■ **Prompt**
In the listing, from the line with "Would you kindly put a point on the dark foreground" up to and including the line with "point(83, 26)", swap "Target" for "Object" and give those lines again with nothing else changed and the pictures left out.

--- Start of Dataset entries ---

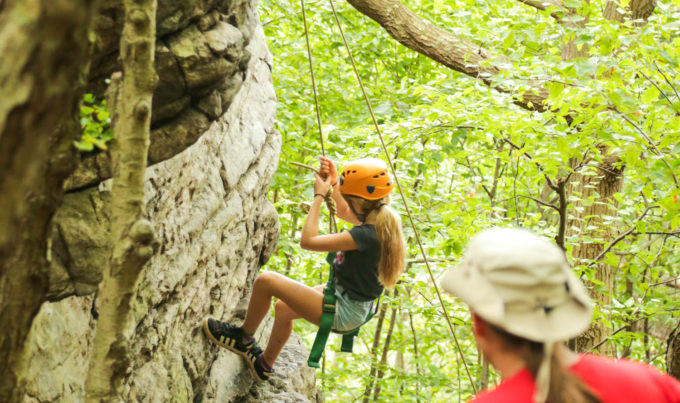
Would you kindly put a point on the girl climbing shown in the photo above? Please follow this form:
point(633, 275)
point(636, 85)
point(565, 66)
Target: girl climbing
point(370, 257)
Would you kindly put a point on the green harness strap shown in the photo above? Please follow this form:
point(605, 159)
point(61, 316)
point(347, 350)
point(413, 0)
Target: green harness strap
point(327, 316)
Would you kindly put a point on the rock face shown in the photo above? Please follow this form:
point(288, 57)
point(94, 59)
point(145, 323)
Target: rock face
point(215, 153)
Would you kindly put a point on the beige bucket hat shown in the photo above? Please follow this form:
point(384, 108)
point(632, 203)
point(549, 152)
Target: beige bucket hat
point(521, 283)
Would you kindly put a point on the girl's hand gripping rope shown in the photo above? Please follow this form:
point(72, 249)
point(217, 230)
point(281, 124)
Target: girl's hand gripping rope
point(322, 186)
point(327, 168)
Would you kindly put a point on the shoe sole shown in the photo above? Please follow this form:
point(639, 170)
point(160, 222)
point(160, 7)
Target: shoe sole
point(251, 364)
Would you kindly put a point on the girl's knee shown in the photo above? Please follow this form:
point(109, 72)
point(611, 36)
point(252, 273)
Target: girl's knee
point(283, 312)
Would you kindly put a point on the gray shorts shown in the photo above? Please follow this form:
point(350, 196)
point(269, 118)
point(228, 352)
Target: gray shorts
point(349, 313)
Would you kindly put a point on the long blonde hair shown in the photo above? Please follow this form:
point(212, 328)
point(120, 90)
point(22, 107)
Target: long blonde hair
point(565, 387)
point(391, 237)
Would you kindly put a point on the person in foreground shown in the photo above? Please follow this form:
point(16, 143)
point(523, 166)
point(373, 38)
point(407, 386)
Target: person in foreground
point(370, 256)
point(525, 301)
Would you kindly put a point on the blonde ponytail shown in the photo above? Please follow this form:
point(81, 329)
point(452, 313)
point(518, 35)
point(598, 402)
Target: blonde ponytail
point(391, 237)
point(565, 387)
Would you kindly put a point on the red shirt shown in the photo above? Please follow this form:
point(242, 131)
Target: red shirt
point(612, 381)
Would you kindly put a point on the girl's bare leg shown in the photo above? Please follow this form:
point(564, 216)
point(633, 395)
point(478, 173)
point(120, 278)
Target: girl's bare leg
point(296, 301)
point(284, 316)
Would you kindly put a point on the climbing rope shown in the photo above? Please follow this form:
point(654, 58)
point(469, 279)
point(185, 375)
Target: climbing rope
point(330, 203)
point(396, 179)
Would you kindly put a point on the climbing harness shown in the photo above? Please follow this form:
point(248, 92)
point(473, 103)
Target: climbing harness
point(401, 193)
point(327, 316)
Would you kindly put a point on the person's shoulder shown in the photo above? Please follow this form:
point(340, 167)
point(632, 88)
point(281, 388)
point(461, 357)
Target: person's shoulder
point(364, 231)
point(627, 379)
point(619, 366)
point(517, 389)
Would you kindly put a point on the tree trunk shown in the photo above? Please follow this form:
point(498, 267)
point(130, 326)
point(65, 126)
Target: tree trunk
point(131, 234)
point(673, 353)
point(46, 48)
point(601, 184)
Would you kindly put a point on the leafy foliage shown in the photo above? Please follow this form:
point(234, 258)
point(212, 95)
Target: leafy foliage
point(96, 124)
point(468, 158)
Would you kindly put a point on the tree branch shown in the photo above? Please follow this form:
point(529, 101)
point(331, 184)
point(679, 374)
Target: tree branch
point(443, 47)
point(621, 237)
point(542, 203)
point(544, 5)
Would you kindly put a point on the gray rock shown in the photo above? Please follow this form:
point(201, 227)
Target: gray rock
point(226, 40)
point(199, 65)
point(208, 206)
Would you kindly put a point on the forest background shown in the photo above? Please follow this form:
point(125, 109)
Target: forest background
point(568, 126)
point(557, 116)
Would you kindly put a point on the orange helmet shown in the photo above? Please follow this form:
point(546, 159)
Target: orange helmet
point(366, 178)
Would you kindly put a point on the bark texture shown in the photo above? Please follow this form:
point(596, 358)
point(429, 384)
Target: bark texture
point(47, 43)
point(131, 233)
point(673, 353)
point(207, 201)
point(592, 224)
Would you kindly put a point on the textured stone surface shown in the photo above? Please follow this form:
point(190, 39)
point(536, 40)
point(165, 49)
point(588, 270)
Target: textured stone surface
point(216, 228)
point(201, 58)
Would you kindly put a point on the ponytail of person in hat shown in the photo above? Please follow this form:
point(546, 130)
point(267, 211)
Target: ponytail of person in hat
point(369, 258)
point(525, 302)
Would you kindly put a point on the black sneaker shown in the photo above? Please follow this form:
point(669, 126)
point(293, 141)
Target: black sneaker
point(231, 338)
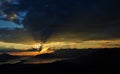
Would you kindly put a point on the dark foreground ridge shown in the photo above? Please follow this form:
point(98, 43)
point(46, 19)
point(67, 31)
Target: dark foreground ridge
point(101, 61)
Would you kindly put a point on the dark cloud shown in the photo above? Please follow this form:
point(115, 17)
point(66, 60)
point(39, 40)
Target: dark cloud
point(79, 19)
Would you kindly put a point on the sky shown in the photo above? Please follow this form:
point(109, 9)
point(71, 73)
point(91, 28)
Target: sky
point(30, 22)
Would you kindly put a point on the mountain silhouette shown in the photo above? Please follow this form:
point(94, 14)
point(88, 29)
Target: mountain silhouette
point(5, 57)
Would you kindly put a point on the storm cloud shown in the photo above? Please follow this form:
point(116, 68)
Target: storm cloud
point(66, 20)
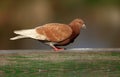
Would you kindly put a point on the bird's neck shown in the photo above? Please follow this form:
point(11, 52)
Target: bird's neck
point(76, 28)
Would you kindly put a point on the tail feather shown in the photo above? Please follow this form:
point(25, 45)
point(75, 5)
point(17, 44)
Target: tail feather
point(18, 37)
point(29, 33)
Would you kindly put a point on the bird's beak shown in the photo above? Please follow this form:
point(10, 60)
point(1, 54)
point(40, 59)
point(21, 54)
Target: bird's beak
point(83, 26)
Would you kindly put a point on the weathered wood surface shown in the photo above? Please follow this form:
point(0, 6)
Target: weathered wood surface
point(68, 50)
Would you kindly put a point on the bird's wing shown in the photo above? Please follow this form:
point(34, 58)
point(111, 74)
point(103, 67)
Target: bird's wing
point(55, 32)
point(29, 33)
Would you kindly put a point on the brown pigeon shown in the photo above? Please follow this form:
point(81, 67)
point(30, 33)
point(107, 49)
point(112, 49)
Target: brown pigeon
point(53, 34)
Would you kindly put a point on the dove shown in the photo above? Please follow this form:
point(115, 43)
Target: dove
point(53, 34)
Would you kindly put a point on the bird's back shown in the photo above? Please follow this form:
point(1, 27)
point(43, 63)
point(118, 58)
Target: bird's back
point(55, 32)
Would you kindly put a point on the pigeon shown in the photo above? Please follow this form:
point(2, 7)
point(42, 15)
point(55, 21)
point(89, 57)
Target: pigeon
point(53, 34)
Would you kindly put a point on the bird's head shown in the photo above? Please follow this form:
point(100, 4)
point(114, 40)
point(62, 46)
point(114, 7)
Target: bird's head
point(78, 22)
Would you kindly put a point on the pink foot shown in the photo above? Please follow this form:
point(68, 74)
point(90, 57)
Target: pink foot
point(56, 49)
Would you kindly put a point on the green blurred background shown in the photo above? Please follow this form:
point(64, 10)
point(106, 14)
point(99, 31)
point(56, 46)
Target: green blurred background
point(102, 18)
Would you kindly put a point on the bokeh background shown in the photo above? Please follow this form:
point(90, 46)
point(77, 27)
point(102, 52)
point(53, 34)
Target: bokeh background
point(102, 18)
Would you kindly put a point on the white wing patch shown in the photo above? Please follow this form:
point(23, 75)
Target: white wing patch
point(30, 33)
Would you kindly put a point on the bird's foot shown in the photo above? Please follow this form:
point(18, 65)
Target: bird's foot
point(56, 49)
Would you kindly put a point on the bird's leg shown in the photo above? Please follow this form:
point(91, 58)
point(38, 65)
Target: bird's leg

--- End of Dataset entries ---

■ **Task output**
Would you kindly put a point on the dark foreground ridge shown in the photo above? Please follow this form:
point(98, 43)
point(46, 19)
point(67, 31)
Object: dark foreground ridge
point(101, 61)
Would you kindly put a point on the dark cloud shown in the photo above? Please follow this form:
point(115, 17)
point(66, 60)
point(39, 40)
Object: dark cloud
point(79, 19)
Would you kindly put a point on the sky shown in the photo above? Please follow this form:
point(109, 9)
point(71, 73)
point(91, 28)
Object: sky
point(30, 22)
Would you kindly put a point on the mountain silhouette shown in the photo above? Please follow this form:
point(94, 14)
point(88, 29)
Object: mountain silhouette
point(5, 57)
Would you kindly put a point on the storm cloud shown in the photo above? Please follow this form:
point(116, 68)
Object: storm cloud
point(66, 20)
Would you kindly put a point on the bird's neck shown in the photo above? Please follow this form:
point(11, 52)
Object: bird's neck
point(76, 28)
Would you kindly put a point on the tail feather shown in the photo above? Please follow this form:
point(25, 45)
point(75, 5)
point(17, 44)
Object: tail feather
point(18, 37)
point(29, 33)
Would you kindly put a point on the bird's beak shown in the photo above? Please follow this form:
point(10, 60)
point(1, 54)
point(40, 59)
point(21, 54)
Object: bird's beak
point(83, 26)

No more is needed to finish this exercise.